-- START SOURCE EXCERPT --

Learning and Market-Share

The spurious relationship between market share and profitability

The strategy field’s first systematic theory about these sustained differences in performance attributed them to learning and market-share. Indeed, during the late 1970s, almost every book, paper, and address on business strategy put learning and market-share on center stage. Today we know that this early focus on learning and market-share grossly overstated their importance. That understanding was the hard-won result of a number of complex research efforts.

If one firm is more successful than another, there must be something that prevents the follower from catching up. I have given the name isolating mechanisms1 to whatever it is that sustains efficiency differences among firms. The first isolating mechanism to gain widespread attention by strategists was learning-by-doing, or more specifically, the experience curve as popularized by the Boston Consulting Group.

Everyone knows that you get better at something after doing it a number of times. This kind of learning-by-doing was thrust into the economics literature by Wright’s 1936 paper on airframe production.2 Later research3 showed the same effects during the war-time production of B-17s at Boeing’s No. 2 plant. The first batch of aircraft, assembled in 1941, took about 140,000 labor hours each. A year later, the same aircraft were taking only 45,000 labor hours to assemble, and labor hours per aircraft dropped to 15,000 by the time the model was discontinued in 1945.

-- END SOURCE EXCERPT --

**EXERCISES:**
1 – Does the learning and market-share excerpt agree with each statement? (a) The first batch of B-17s, assembled in 1941, took about 140,000 labor hours per aircraft. (b) Wright's paper on airframe production was published in 1945. (c) The early focus on learning and market-share is now seen as having understated their importance. Answer yes or no for each, quoting the deciding words.
2 – Echo the learning and market-share excerpt word for word, starting at "Everyone knows that" and ending at "discontinued in 1945.".
3 – Answer these questions from the learning and market-share excerpt:
(a) What name does the author give to whatever sustains efficiency differences among firms?
(b) How many labor hours per aircraft did the B-17 take by the time the model was discontinued in 1945?
(c) Which organization popularized the experience curve?
The entries that come next are separate material, unconnected to the learning and market-share excerpt.

-- START DATA ROWS --

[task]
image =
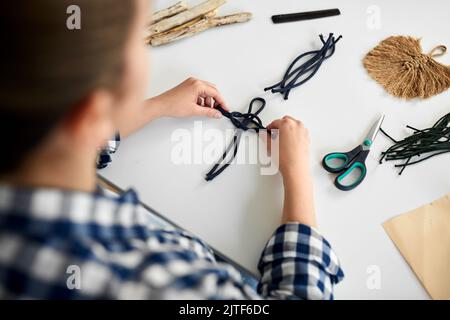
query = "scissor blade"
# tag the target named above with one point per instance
(373, 133)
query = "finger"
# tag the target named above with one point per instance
(274, 124)
(290, 118)
(208, 91)
(207, 112)
(265, 136)
(209, 102)
(210, 84)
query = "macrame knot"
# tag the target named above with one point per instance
(295, 77)
(246, 121)
(242, 122)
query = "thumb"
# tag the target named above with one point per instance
(207, 112)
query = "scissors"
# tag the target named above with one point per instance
(345, 163)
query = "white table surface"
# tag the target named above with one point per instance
(237, 212)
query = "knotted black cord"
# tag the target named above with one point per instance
(428, 142)
(242, 122)
(307, 70)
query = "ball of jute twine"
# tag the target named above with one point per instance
(400, 66)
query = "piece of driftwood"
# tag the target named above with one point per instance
(169, 12)
(187, 24)
(185, 16)
(191, 28)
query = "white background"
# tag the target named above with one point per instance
(237, 212)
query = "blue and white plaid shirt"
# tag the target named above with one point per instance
(73, 245)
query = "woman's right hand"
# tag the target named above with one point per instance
(294, 167)
(293, 146)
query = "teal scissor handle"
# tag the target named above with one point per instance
(341, 164)
(348, 162)
(357, 165)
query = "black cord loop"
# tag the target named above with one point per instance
(294, 78)
(428, 142)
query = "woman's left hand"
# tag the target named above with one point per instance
(192, 97)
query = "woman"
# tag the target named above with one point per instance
(63, 93)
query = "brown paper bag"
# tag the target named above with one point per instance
(423, 238)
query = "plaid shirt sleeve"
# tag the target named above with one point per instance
(298, 263)
(104, 155)
(121, 254)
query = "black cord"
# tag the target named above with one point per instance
(307, 70)
(426, 143)
(242, 122)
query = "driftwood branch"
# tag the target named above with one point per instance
(185, 16)
(169, 12)
(198, 25)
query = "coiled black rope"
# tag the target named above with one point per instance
(428, 142)
(242, 122)
(294, 78)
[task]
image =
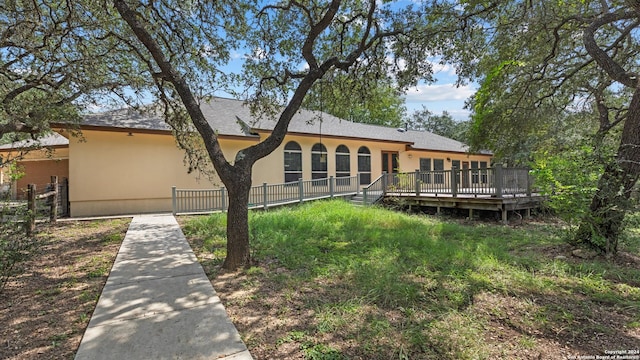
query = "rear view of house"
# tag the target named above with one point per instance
(127, 162)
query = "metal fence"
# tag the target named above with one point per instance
(188, 201)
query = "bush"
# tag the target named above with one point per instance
(15, 247)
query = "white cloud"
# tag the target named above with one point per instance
(439, 92)
(442, 68)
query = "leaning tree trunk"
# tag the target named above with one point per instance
(603, 226)
(238, 250)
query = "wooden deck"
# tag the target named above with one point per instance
(493, 189)
(473, 202)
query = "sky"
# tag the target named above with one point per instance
(443, 95)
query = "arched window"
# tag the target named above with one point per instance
(319, 162)
(292, 162)
(364, 165)
(343, 162)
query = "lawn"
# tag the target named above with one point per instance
(45, 310)
(334, 281)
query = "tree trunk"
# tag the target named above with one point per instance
(603, 226)
(238, 251)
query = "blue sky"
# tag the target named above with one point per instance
(443, 95)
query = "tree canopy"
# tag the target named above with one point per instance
(547, 62)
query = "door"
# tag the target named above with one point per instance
(390, 161)
(465, 174)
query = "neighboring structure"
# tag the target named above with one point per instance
(37, 160)
(127, 162)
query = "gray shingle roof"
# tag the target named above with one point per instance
(223, 115)
(53, 139)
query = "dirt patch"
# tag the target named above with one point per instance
(45, 311)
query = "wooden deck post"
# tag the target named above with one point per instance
(53, 214)
(265, 199)
(31, 207)
(505, 213)
(497, 180)
(454, 181)
(301, 190)
(223, 198)
(332, 182)
(174, 200)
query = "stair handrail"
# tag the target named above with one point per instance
(379, 182)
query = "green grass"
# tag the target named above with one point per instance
(409, 286)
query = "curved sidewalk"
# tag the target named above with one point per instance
(158, 303)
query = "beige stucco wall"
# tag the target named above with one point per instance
(271, 169)
(37, 166)
(114, 173)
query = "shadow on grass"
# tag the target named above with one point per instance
(344, 282)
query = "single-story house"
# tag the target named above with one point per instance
(127, 162)
(37, 160)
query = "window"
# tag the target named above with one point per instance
(292, 162)
(343, 162)
(438, 167)
(364, 165)
(319, 162)
(425, 167)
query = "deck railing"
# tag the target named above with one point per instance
(495, 182)
(263, 196)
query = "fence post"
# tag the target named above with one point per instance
(264, 195)
(454, 181)
(384, 183)
(300, 189)
(174, 200)
(53, 214)
(497, 180)
(331, 186)
(31, 207)
(223, 199)
(67, 203)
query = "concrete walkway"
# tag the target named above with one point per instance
(158, 303)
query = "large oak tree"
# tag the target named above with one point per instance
(543, 63)
(293, 44)
(173, 53)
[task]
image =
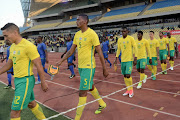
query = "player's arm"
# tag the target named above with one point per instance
(67, 55)
(6, 67)
(117, 52)
(135, 51)
(99, 51)
(40, 70)
(64, 53)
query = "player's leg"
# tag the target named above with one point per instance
(15, 114)
(171, 61)
(34, 107)
(143, 77)
(71, 66)
(128, 78)
(82, 101)
(149, 66)
(96, 95)
(9, 77)
(36, 110)
(106, 58)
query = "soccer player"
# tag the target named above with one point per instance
(154, 49)
(71, 58)
(44, 57)
(163, 42)
(23, 54)
(126, 44)
(172, 49)
(105, 49)
(10, 71)
(143, 49)
(86, 40)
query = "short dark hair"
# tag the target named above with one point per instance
(10, 26)
(84, 16)
(161, 32)
(152, 31)
(141, 32)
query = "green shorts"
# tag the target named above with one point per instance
(126, 67)
(141, 63)
(154, 61)
(172, 53)
(23, 92)
(86, 75)
(162, 54)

-- END DATA ROWS --

**RESULTS OF THE EXERCISE:**
1 –
(a) Yes: "The first batch of aircraft, assembled in 1941, took about 140,000 labor hours each."
(b) No: "Wright’s 1936 paper on airframe production"
(c) No: "this early focus on learning and market-share grossly overstated their importance"

2 –
Everyone knows that you get better at something after doing it a number of times. This kind of learning-by-doing was thrust into the economics literature by Wright’s 1936 paper on airframe production.2 Later research3 showed the same effects during the war-time production of B-17s at Boeing’s No. 2 plant. The first batch of aircraft, assembled in 1941, took about 140,000 labor hours each. A year later, the same aircraft were taking only 45,000 labor hours to assemble, and labor hours per aircraft dropped to 15,000 by the time the model was discontinued in 1945.

3 –
(a) Isolating mechanisms
(b) 15,000
(c) The Boston Consulting Group